Write out all the lines again, replacing "one marker per instance" with "one marker for each instance" everywhere it occurs and leaving everything else unchanged.

# start of MATERIAL FOR THIS TASK

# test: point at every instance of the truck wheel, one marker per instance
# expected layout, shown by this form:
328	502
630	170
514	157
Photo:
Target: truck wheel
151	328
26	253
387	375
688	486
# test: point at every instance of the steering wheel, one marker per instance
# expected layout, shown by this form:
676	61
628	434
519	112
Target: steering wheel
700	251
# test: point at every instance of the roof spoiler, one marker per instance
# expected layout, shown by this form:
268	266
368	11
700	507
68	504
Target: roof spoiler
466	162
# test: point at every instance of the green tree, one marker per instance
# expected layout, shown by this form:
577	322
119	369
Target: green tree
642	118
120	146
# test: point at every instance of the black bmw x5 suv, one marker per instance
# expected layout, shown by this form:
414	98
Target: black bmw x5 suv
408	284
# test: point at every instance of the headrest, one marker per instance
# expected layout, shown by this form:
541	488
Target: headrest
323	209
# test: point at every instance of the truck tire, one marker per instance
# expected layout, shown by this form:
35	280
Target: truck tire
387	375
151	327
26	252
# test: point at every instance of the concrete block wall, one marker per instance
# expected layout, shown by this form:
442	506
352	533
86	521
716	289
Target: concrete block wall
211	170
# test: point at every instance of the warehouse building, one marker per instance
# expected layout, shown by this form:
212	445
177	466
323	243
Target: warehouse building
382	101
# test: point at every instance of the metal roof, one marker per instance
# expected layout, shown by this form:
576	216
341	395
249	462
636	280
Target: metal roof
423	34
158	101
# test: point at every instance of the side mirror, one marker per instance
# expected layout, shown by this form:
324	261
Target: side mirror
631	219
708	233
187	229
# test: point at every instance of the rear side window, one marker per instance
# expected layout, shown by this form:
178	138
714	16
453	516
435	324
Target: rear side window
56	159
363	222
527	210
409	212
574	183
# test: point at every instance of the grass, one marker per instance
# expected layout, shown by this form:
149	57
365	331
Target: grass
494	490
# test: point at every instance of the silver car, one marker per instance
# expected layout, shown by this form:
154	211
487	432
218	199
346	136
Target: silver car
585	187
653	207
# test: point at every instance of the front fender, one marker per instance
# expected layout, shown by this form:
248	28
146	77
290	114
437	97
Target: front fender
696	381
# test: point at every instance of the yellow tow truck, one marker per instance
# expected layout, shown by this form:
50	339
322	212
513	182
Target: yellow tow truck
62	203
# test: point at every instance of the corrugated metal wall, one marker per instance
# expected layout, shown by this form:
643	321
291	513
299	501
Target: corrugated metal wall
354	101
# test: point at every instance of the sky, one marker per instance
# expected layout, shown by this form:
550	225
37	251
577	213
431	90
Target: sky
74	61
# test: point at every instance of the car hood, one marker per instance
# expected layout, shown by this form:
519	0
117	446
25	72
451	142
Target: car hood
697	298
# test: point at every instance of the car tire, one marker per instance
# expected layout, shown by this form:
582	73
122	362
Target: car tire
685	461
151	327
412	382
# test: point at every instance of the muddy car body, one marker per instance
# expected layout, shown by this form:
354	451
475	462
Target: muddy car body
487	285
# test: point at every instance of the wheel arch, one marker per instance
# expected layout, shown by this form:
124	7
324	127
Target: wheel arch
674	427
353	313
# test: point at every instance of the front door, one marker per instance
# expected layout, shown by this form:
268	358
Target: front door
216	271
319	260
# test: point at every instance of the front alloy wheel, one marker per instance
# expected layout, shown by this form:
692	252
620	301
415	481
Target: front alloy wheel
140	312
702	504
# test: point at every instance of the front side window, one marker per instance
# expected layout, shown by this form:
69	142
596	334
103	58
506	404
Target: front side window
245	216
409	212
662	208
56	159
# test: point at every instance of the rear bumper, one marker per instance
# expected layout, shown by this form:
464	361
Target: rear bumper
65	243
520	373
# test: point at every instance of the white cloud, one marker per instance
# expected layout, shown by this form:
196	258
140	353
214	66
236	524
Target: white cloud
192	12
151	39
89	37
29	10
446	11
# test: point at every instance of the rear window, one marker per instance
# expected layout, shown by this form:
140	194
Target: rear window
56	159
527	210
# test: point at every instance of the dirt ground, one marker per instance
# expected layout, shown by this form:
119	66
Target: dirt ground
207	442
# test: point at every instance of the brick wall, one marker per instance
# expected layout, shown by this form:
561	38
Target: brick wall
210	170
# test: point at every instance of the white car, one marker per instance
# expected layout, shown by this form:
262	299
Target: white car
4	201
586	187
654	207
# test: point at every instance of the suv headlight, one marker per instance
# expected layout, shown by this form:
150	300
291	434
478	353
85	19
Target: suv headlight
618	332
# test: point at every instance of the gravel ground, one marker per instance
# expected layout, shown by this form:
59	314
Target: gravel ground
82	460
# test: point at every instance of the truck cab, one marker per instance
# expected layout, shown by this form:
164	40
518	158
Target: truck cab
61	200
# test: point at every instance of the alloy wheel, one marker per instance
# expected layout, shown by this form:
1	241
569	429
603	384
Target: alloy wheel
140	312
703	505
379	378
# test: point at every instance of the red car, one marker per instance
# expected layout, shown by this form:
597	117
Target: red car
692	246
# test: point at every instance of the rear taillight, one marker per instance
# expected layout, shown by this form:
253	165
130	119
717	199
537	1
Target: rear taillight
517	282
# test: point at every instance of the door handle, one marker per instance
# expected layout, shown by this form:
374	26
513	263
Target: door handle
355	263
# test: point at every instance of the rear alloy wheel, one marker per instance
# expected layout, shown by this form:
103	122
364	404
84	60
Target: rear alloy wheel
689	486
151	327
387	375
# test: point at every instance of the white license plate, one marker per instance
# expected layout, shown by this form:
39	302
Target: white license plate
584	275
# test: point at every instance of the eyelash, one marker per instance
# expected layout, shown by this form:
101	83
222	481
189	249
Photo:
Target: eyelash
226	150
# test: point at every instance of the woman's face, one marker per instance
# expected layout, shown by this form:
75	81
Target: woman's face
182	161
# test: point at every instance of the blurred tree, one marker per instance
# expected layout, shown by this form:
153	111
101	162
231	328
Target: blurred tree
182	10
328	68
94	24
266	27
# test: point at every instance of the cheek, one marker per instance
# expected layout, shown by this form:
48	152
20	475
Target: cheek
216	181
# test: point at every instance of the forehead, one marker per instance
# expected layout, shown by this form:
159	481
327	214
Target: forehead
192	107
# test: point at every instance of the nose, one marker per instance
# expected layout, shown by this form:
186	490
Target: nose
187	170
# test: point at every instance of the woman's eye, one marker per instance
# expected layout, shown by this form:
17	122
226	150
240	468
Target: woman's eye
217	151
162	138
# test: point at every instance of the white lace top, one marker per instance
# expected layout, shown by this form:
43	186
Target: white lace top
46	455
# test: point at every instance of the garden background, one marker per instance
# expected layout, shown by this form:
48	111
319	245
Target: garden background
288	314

# end of MATERIAL FOR THIS TASK

**COMPLETED EXERCISE:**
# test: point at every instance of the truck wheel, one marker for each instance
# expected layout, shown by this form:
328	502
630	170
514	157
Photo:
Target: truck wheel
151	328
26	253
387	375
688	486
# test: point at every instance of the steering wheel, one marker for each instance
# expected layout, shown by this form:
676	61
628	434
519	112
Target: steering wheel
700	251
# test: point at every instance of the roof spoiler, one marker for each instance
# expected layout, shown by this form:
268	266
368	11
700	507
68	504
Target: roof spoiler
466	162
# test: point at every instance of the green tree, one marker for each instance
# expected layout, shown by this form:
577	322
119	369
Target: green tree
642	118
120	146
# test: point at every instance of the black bmw x5 suv, one marker for each instance
# expected layout, shown by this form:
414	98
Target: black bmw x5 suv
408	284
# test: point at every instance of the headrest, one marker for each instance
# expected layout, shown by this form:
541	488
Target: headrest
323	209
# test: point at every instance of the truck tire, one marker for each instance
# expected layout, shown by this form:
35	280
Target: truck tire
387	375
151	327
26	252
# test: point at every instance of the concrete block wall, one marker for each instance
# expected layout, shown by this form:
442	506
352	533
86	521
716	289
Target: concrete block wall
211	170
# test: point at every instance of the warehouse building, one marker for each instance
# expected layout, shown by this form:
212	445
177	466
323	243
Target: warehouse building
382	101
# test: point at every instance of the metal roof, one marker for each instance
# expected layout, shown by this form:
576	216
341	395
249	462
636	280
Target: metal roof
423	34
158	101
# test: point at every instance of the side mirror, one marker for each instance
# expected layout, shown by this form:
324	261
Target: side mirror
631	219
708	233
187	229
# test: point at every instance of the rear side window, one marker for each instance
# expected layout, shown by this form:
178	138
714	16
453	516
435	324
Target: rear side window
56	159
363	222
527	210
409	212
574	183
# test: point at every instance of the grass, one marker for each instance
# expected layout, shown by this form:
149	57
365	331
Target: grass
494	490
# test: point at every instance of the silver car, one marker for each instance
# expected layout, shown by this form:
154	211
487	432
218	199
346	136
Target: silver car
585	187
653	207
# test: point at every instance of the front fender, one marker for each instance
# expected layout, shown by this form:
248	28
146	77
290	114
437	97
Target: front fender
696	381
# test: point at every instance of the yellow tow truck, one marker for each instance
# expected layout, shown by this form:
50	339
322	212
513	182
Target: yellow tow truck
62	203
# test: point at every instance of the corrugated metal wall, one marker for each instance
# expected layout, shown by this form:
643	321
291	513
299	501
Target: corrugated metal wall
354	101
# test: point at every instance of the sky, one marker for each instance
# expected layout, shown by this form:
550	225
37	251
577	213
431	90
Target: sky
74	61
# test: point at every instance of the car hood, one marker for each instance
# expected layout, shown by this form:
519	0
117	446
25	72
451	142
Target: car hood
697	298
# test: point at every instance of the car tire, one marker for each instance
# expected layout, shown by this form:
582	73
122	362
Target: car tire
685	461
151	327
412	382
# test: point at every instance of the muddy car body, one marker for each instance
# expected layout, shown by this form:
354	451
475	462
Target: muddy car body
487	285
# test: point at every instance of the wheel arch, one marker for each instance
# expected layout, shown by this form:
124	7
324	127
Target: wheel arch
674	427
353	313
# test: point at every instance of the front door, one marker for each instance
# expected layout, shown by this form:
268	358
Target: front door
216	271
319	260
# test: point at every instance of the front alloy wheel, one marker for each instance
# expected layout, shown by this form:
692	252
620	301
415	481
Target: front alloy wheel
140	312
702	504
# test: point at every instance of the front side window, one marker for each instance
# expected layout, shown by this form:
69	142
596	334
103	58
506	404
Target: front side window
245	216
409	212
662	208
56	159
# test: point at every instance of the rear bumper, one marker for each instance
# expected layout, shown by this form:
464	361
Target: rear bumper
65	243
520	373
# test: point at every instance of the white cloud, one marker for each instance
# expected layout, shown by this form:
196	258
140	353
214	66
236	524
Target: white cloud
192	12
151	39
89	37
29	10
446	11
# test: point at every instance of the rear window, one marker for each instance
# expected layout, shown by this form:
140	194
Target: rear window
56	159
527	210
# test: point at every instance of the dirt ground, one marker for each instance
# expected layout, shown by this form:
119	66
Target: dirt ground
207	442
# test: point at every instance of the brick wall, one marker for each instance
# expected layout, shown by this form:
561	38
Target: brick wall
210	170
# test: point at every instance of the white car, one marker for each instance
# expected layout, shown by this form:
262	299
Target: white car
4	201
586	187
654	207
# test: point at every instance of the suv headlight, one marker for each instance
# expected layout, shown by this form:
150	300
291	434
478	353
85	19
Target: suv headlight
618	332
# test: point at every instance of the gravel ground, one marker for each instance
# expected layout, shown by this form:
59	314
Target: gravel ground
82	460
# test: point at every instance of the truck cab, one marker for each instance
# expected layout, shown by this form:
164	40
518	158
Target: truck cab
61	200
# test: point at every instance of the alloy wheel, one marker for each instance
# expected layout, shown by this form:
1	241
569	429
603	384
Target: alloy wheel
140	312
703	505
379	378
# test: point at every instance of the red car, one marker for each instance
# expected layout, shown by this form:
597	117
Target: red car
692	246
# test: point at every instance of the rear taillight, one marker for each instance
# expected layout, shown by this form:
253	165
130	119
717	199
537	1
Target: rear taillight
517	282
# test: point at every instance of the door handle, one marker for each instance
# expected layout, shown by this form:
374	26
513	263
Target: door handle
355	263
# test: point at every instance of the rear alloy wheel, one marker for each instance
# expected layout, shown by this form:
103	122
364	404
84	60
Target: rear alloy wheel
689	486
151	327
387	375
# test: point at every instance of the white license plate, one marker for each instance
# expected layout, shown by this form:
39	302
Target: white license plate
584	275
# test: point at every instance of the eyelash, one marker for each instance
# expected layout, shown by this form:
101	83
222	481
189	249
Photo:
Target: eyelash
226	150
# test: point at every instance of the woman's face, one marker for each instance
# expected layout, shown by this form:
75	81
Target: woman's face
182	161
# test: point at every instance of the blurred tree, one marker for each instance
# expected layout, shown by this form:
153	111
101	162
231	328
Target: blurred tree
182	10
328	68
94	24
266	27
# test: point at every instance of the cheek, one marker for each instance
# expected layout, shown by this form:
48	152
20	475
Target: cheek
216	181
# test: point at every instance of the forehead, one marker for each instance
# expected layout, shown by this form:
159	481
327	214
Target: forehead
192	107
# test: point at every instance of the nose, one marker for each instance
# expected layout, shown by this form:
186	490
Target: nose
187	170
# test: point at every instance of the woman's eye, one marker for each instance
# expected layout, shown by this form:
17	122
226	150
240	468
Target: woman's eye
217	151
162	138
# test: point at every instance of the white lace top, one marker for each instance
# expected layout, shown by this form:
43	186
Target: white lace top
46	455
# test: point at every instance of the garden background, one marker for each instance
# expected layout, shown by this form:
48	111
319	245
Target: garden background
288	314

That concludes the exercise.